◆ **What to work on**:
#1 Please reproduce the passage of the corporate tax thread from "## UberTaxPro (Oct" to "Many individuals do!".
#2 Condense the opening paragraph of the corporate tax thread, which begins "Many Corporations (especially smaller ones)", into a bulleted list that keeps its main facts.

Many Corporations (especially smaller ones) pay all their cash out as payroll or dividends as they have no need for retained earnings. I advise my small c corp clients to empty their accounts through payroll and/or dividends on Dec 31 of every year. Even with the lower corp tax rate of 21% it is better to avoid the double taxation that occurs when you leave money in a c corp. If you leave the money in the corp it gets taxed at 21% and then taxed again when you eventually send it to payroll or pay it out as a dividend. So corporations only pay 6% of our tax directly but they are directly linked to a lot of payroll and dividend tax paid by individuals.


----------



## observer (Dec 11, 2014)

UberTaxPro said:


> Many Corporations (especially smaller ones) pay all their cash out as payroll or dividends as they have no need for retained earnings. I advise my small c corp clients to empty their accounts through payroll and/or dividends on Dec 31 of every year. Even with the lower corp tax rate of 21% it is better to avoid the double taxation that occurs when you leave money in a c corp. If you leave the money in the corp it gets taxed at 21% and then taxed again when you eventually send it to payroll or pay it out as a dividend. So corporations only pay 6% of our tax directly but they are directly linked to a lot of payroll and dividend tax paid by individuals.


While that does affect the percentage, I don't think many S corporations have billions of dollars parked overseas.


----------



## UberTaxPro (Oct 3, 2014)

observer said:


> While that does affect the percentage, I don't think many S corporations have billions of dollars parked overseas.


Many individuals do!


----------

◆ **Provided data**:
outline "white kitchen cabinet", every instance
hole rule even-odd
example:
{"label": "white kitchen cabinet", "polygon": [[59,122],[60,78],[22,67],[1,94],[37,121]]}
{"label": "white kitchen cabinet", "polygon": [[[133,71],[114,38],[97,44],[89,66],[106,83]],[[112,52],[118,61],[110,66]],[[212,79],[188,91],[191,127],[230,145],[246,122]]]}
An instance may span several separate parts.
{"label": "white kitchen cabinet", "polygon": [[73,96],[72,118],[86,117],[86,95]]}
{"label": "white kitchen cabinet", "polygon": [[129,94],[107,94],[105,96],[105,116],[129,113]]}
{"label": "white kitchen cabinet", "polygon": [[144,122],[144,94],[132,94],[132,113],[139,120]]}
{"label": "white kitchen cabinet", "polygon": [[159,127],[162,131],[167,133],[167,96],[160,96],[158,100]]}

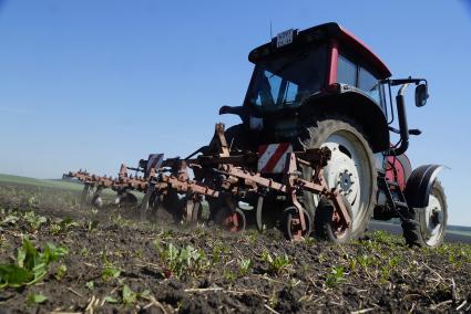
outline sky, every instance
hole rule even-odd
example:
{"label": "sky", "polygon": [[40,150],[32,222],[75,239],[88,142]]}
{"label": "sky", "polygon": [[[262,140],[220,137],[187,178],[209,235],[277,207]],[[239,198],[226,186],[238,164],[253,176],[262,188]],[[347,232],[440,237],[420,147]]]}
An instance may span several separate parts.
{"label": "sky", "polygon": [[286,29],[335,21],[393,77],[429,82],[408,117],[414,167],[442,164],[449,223],[471,226],[470,1],[0,0],[0,172],[117,174],[150,153],[206,145],[240,105],[248,52]]}

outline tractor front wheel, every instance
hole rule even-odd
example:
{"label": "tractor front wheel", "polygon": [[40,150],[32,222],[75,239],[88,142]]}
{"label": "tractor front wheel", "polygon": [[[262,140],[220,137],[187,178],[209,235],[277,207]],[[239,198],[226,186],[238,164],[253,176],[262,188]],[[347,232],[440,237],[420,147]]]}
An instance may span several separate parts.
{"label": "tractor front wheel", "polygon": [[[304,148],[328,147],[331,158],[322,175],[329,188],[336,188],[351,208],[350,239],[361,238],[371,219],[377,197],[377,170],[373,154],[359,125],[344,117],[319,118],[299,137]],[[310,180],[313,169],[303,168],[303,176]],[[319,198],[304,192],[304,205],[314,212]]]}
{"label": "tractor front wheel", "polygon": [[412,208],[412,219],[402,222],[403,237],[409,245],[437,248],[443,242],[448,220],[447,197],[436,180],[429,195],[429,205]]}

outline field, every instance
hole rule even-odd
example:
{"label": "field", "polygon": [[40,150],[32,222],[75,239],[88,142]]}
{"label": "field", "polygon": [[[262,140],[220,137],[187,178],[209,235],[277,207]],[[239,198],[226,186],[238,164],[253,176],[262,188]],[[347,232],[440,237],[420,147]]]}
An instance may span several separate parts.
{"label": "field", "polygon": [[0,313],[469,312],[471,247],[383,231],[335,245],[82,209],[80,186],[0,177]]}

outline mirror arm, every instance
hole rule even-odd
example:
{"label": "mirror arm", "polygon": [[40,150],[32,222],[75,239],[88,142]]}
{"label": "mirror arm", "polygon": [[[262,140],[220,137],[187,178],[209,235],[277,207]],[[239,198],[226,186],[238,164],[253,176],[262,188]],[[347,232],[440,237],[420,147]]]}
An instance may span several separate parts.
{"label": "mirror arm", "polygon": [[390,156],[402,155],[409,148],[409,127],[407,124],[406,105],[405,105],[405,96],[403,96],[403,93],[409,84],[410,83],[403,84],[399,88],[398,95],[396,96],[396,106],[398,112],[399,133],[401,137],[401,143],[399,147],[389,149],[388,155]]}

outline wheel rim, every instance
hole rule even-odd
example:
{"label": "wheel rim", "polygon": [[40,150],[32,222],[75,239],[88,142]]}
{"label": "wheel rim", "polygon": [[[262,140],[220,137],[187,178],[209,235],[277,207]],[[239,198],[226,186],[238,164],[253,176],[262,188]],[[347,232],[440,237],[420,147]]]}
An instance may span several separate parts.
{"label": "wheel rim", "polygon": [[426,207],[426,243],[434,247],[443,232],[443,207],[438,197],[430,195],[429,206]]}
{"label": "wheel rim", "polygon": [[324,168],[329,188],[339,189],[351,206],[355,232],[366,218],[371,198],[371,169],[364,144],[351,133],[331,134],[321,147],[331,150],[331,158]]}

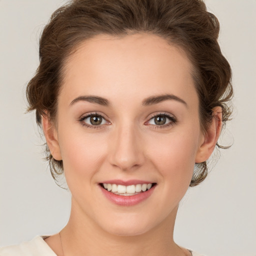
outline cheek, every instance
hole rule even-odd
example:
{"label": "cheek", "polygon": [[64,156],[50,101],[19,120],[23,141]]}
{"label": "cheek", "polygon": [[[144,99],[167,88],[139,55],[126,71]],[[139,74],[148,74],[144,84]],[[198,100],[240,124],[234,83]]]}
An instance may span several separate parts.
{"label": "cheek", "polygon": [[149,146],[150,158],[166,183],[175,184],[175,187],[189,186],[198,144],[196,135],[174,132],[156,138]]}
{"label": "cheek", "polygon": [[[60,147],[66,178],[88,177],[99,170],[106,154],[106,145],[100,136],[86,134],[82,129],[60,132]],[[68,138],[68,139],[66,139]]]}

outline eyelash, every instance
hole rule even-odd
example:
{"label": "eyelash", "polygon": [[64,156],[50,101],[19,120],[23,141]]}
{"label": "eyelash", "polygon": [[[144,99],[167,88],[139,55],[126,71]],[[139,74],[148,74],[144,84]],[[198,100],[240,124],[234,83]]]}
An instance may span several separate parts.
{"label": "eyelash", "polygon": [[[82,125],[83,126],[84,126],[86,127],[87,128],[92,128],[92,129],[99,129],[102,128],[102,125],[99,124],[98,126],[93,126],[90,124],[88,124],[84,122],[84,121],[86,119],[88,118],[90,118],[90,116],[100,116],[102,118],[102,119],[104,119],[106,120],[106,122],[108,122],[106,120],[106,118],[101,114],[97,113],[96,112],[94,112],[94,113],[90,113],[90,114],[86,114],[86,116],[82,116],[82,118],[80,118],[78,121],[81,123]],[[158,128],[166,128],[167,127],[169,127],[170,126],[173,126],[174,124],[175,124],[177,122],[177,120],[176,118],[174,116],[170,116],[170,114],[168,114],[166,112],[164,113],[158,113],[157,114],[154,114],[152,116],[151,116],[150,117],[150,119],[148,121],[146,122],[149,122],[152,119],[156,118],[156,116],[164,116],[165,118],[167,118],[169,119],[170,122],[168,122],[166,124],[162,124],[162,125],[157,125],[157,124],[152,124],[153,126],[153,128],[154,129],[158,129]],[[146,124],[146,123],[144,123]],[[146,125],[150,125],[150,124],[146,124]]]}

◆ **Correct answers**:
#1
## UberTaxPro (Oct 3, 2014)

observer said:


> While that does affect the percentage, I don't think many S corporations have billions of dollars parked overseas.


Many individuals do!

#2
- Many corporations, especially smaller ones, pay out all their cash as payroll or dividends because they have no need for retained earnings.
- The writer advises small C corp clients to empty their accounts through payroll and/or dividends on Dec 31 every year.
- Even with the lower 21% corporate rate, this avoids double taxation. Money left in the corp is taxed at 21%, then taxed again when it is sent to payroll or paid out as a dividend.
- Corporations pay only 6% of our tax directly, but they are directly linked to much of the payroll and dividend tax that individuals pay.